Jane Holzer (née Brukenfeld; born October 23, 1940), is an American art collector and film producer who was previously an actress, model, and Warhol superstar. She was often known by the nickname Baby Jane Holzer. She was also known as a 1960s fashion icon.

Biography

The daughter of real estate investor Carl Brukenfeld, she married Leonard Holzer, an heir to a New York real estate fortune. Holzer was noted for including art projects in his developments, particularly at the Smith Haven Mall.

Movies she appeared in included Andy Warhol's Soap Opera (1964), Couch (1964), and Camp (1965), and the independently produced Ciao! Manhattan (1972). She co-produced the 1985 film Kiss of the Spider Woman. Holzer is the subject of "Girl of the Year" in Tom Wolfe's The Kandy-Kolored Tangerine-Flake Streamline Baby (1965) and is referenced twice in the 1972 Roxy Music single "Virginia Plain".

Holzer appeared in Warhol's Batman Dracula (1964). In turn, she was parodied as Baby Jane Towser in the 1967 Batman episode "Pop/Flop Goes the Joker", where she was played by Diana Ivarson. That same year, she played herself at a New York party in the pilot episode  of the short-lived TV series, Coronet Blue.
....
**Prompt A**
Write out the Jane Holzer biography word for word, starting at "Jane Holzer (née" and ending at "Smith Haven Mall.".
**Prompt B**
Answer these from the Jane Holzer biography:
(i) What nickname was she often known by?
(ii) Which 1985 film did she co-produce?
(iii) Who played the character based on her in the 1967 Batman episode "Pop/Flop Goes the Joker"?
Rely only on the Jane Holzer biography for your answers.

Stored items
....
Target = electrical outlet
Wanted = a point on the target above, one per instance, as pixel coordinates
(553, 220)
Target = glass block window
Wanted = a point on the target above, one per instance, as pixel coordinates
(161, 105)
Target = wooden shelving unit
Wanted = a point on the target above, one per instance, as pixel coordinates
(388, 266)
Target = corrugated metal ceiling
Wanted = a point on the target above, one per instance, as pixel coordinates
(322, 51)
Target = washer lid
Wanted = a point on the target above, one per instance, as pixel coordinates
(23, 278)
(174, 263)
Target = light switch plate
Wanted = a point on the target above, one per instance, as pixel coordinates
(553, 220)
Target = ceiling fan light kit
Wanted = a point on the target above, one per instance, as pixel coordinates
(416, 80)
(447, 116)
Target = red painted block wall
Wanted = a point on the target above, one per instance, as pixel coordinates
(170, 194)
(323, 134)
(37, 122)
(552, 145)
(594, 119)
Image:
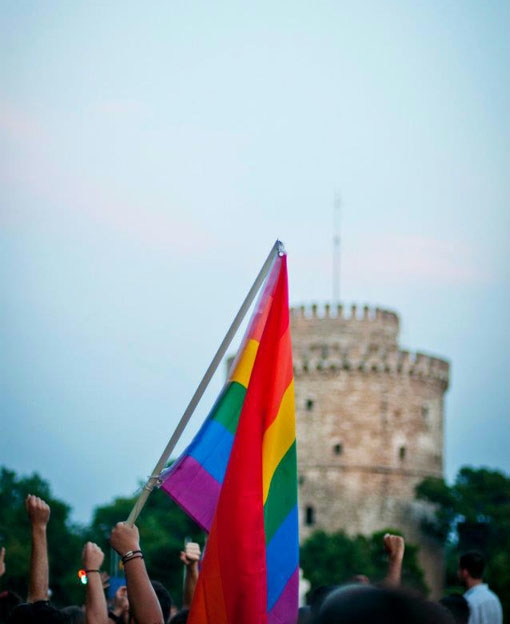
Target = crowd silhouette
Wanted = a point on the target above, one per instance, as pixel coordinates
(143, 600)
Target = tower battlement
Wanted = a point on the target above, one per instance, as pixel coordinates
(369, 423)
(326, 359)
(354, 313)
(357, 326)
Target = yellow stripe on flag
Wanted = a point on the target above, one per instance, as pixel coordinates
(278, 438)
(242, 372)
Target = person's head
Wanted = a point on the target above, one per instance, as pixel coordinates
(36, 613)
(304, 615)
(458, 607)
(181, 617)
(74, 614)
(165, 600)
(471, 567)
(318, 595)
(366, 604)
(8, 600)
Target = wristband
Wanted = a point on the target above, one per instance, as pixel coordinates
(129, 553)
(134, 556)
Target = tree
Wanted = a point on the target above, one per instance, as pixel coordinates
(64, 540)
(334, 559)
(473, 514)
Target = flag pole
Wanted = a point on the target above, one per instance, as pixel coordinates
(153, 480)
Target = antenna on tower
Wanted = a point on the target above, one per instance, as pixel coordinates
(336, 249)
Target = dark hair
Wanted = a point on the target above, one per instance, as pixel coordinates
(458, 607)
(165, 600)
(365, 604)
(318, 595)
(474, 563)
(39, 612)
(8, 600)
(181, 617)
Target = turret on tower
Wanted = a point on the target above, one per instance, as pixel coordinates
(369, 420)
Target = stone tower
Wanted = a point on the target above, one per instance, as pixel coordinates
(369, 421)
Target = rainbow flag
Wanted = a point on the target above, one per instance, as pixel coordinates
(238, 478)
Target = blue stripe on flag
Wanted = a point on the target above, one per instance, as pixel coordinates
(282, 557)
(212, 449)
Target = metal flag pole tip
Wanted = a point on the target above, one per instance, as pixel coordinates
(154, 480)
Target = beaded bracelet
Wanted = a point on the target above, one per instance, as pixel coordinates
(132, 554)
(140, 556)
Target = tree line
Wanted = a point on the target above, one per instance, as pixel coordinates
(472, 513)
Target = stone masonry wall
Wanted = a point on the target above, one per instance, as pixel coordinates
(369, 420)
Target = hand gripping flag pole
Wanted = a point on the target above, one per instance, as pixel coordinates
(153, 480)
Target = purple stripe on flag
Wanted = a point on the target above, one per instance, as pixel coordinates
(285, 610)
(195, 490)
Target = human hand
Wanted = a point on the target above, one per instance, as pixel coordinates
(105, 579)
(92, 556)
(38, 510)
(124, 538)
(394, 545)
(191, 554)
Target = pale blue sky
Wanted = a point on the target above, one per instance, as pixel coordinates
(151, 153)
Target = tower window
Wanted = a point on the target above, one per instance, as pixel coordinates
(309, 515)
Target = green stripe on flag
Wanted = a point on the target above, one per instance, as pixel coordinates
(282, 495)
(228, 408)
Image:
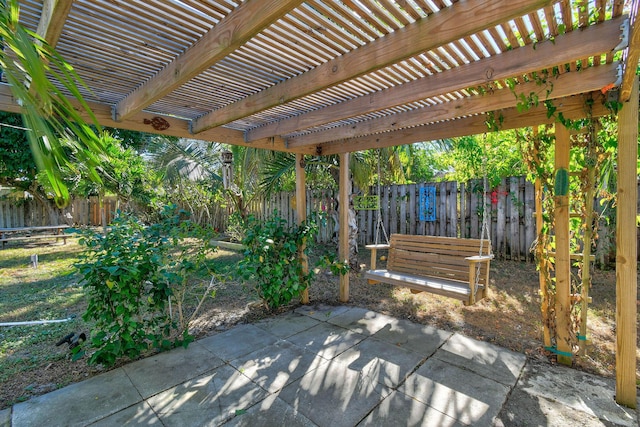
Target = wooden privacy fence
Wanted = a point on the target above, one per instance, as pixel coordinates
(32, 213)
(457, 210)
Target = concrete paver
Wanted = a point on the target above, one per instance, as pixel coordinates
(238, 341)
(332, 366)
(422, 339)
(209, 399)
(80, 403)
(176, 366)
(459, 393)
(398, 409)
(275, 366)
(361, 321)
(271, 412)
(326, 340)
(287, 324)
(321, 312)
(334, 396)
(5, 417)
(140, 414)
(558, 392)
(485, 359)
(388, 365)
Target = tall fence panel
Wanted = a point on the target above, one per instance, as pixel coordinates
(459, 212)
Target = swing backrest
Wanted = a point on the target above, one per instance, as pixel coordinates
(434, 256)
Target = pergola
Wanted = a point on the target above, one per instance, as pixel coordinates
(321, 77)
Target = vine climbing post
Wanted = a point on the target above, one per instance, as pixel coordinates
(626, 252)
(301, 210)
(540, 250)
(563, 262)
(343, 250)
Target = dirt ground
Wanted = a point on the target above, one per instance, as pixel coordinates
(509, 317)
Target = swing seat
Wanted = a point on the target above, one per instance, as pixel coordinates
(441, 265)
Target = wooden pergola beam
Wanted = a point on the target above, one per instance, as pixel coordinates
(572, 107)
(344, 186)
(631, 63)
(563, 251)
(234, 30)
(626, 251)
(171, 126)
(591, 79)
(455, 22)
(583, 43)
(54, 15)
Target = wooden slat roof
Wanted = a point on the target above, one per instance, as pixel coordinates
(326, 77)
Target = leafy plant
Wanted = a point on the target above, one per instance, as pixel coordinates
(131, 274)
(272, 258)
(31, 67)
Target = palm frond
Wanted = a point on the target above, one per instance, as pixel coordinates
(41, 81)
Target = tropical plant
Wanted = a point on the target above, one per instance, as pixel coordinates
(43, 83)
(131, 274)
(271, 258)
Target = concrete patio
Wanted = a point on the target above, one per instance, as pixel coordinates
(331, 366)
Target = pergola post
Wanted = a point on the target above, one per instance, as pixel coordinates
(563, 261)
(626, 252)
(301, 211)
(343, 236)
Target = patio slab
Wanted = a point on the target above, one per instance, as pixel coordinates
(327, 340)
(287, 324)
(177, 366)
(5, 417)
(275, 366)
(488, 360)
(80, 403)
(209, 399)
(361, 321)
(398, 409)
(422, 339)
(270, 412)
(297, 370)
(549, 391)
(321, 312)
(136, 415)
(238, 341)
(334, 397)
(387, 364)
(459, 393)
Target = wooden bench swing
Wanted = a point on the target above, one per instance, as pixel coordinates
(448, 266)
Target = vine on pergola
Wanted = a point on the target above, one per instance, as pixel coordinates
(587, 156)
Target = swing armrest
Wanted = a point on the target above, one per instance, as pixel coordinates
(479, 258)
(378, 246)
(374, 253)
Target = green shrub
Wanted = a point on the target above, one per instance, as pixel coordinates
(272, 258)
(130, 274)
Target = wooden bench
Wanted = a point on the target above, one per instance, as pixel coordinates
(442, 265)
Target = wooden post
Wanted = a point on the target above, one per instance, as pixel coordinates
(343, 236)
(563, 261)
(626, 252)
(301, 210)
(587, 240)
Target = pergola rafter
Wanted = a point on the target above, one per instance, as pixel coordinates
(517, 62)
(453, 23)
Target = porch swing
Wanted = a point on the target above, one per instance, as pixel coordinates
(449, 266)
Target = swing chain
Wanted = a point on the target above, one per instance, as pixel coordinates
(379, 222)
(485, 222)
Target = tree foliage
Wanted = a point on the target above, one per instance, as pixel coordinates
(31, 67)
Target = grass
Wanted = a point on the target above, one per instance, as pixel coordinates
(30, 361)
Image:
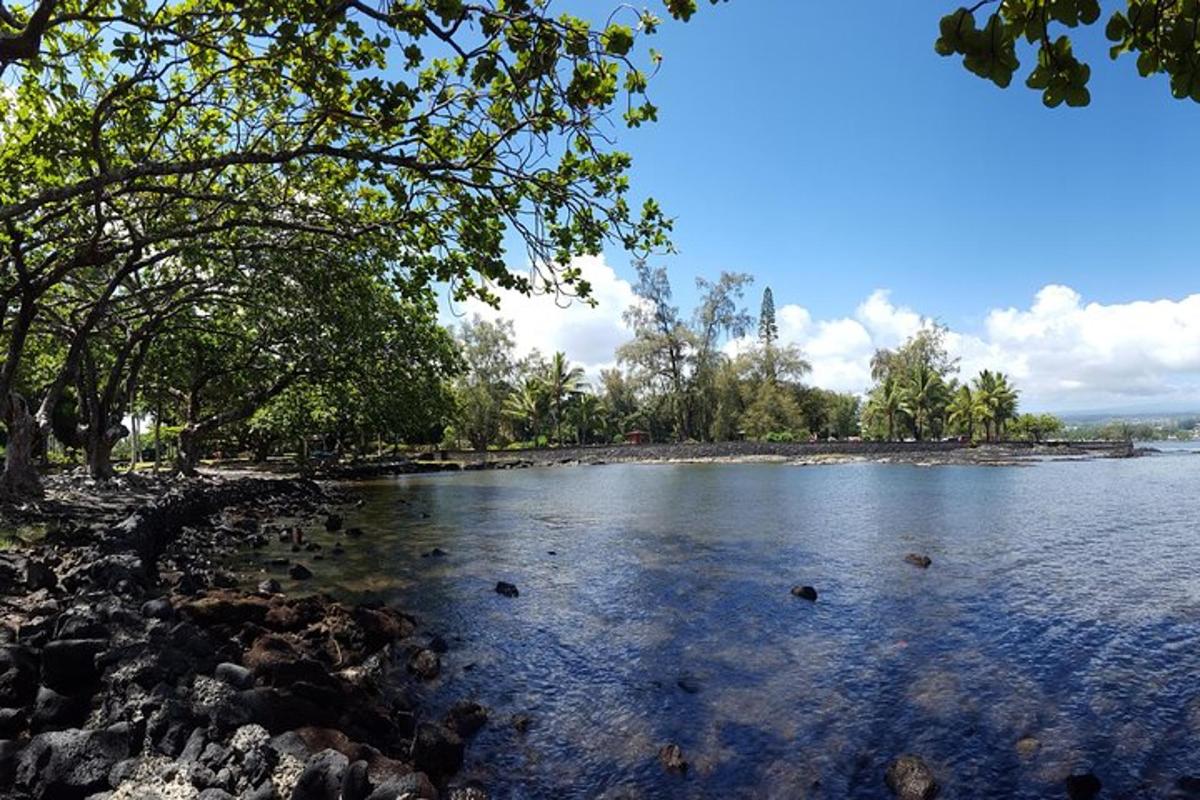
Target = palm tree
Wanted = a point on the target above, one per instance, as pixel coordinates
(587, 415)
(527, 407)
(923, 397)
(887, 402)
(562, 380)
(963, 410)
(997, 402)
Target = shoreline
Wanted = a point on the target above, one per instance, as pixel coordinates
(921, 453)
(132, 667)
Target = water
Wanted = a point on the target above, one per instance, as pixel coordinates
....
**Full answer A**
Jane Holzer (née Brukenfeld; born October 23, 1940), is an American art collector and film producer who was previously an actress, model, and Warhol superstar. She was often known by the nickname Baby Jane Holzer. She was also known as a 1960s fashion icon.

Biography

The daughter of real estate investor Carl Brukenfeld, she married Leonard Holzer, an heir to a New York real estate fortune. Holzer was noted for including art projects in his developments, particularly at the Smith Haven Mall.

**Full answer B**
(i) Baby Jane Holzer
(ii) Kiss of the Spider Woman
(iii) Diana Ivarson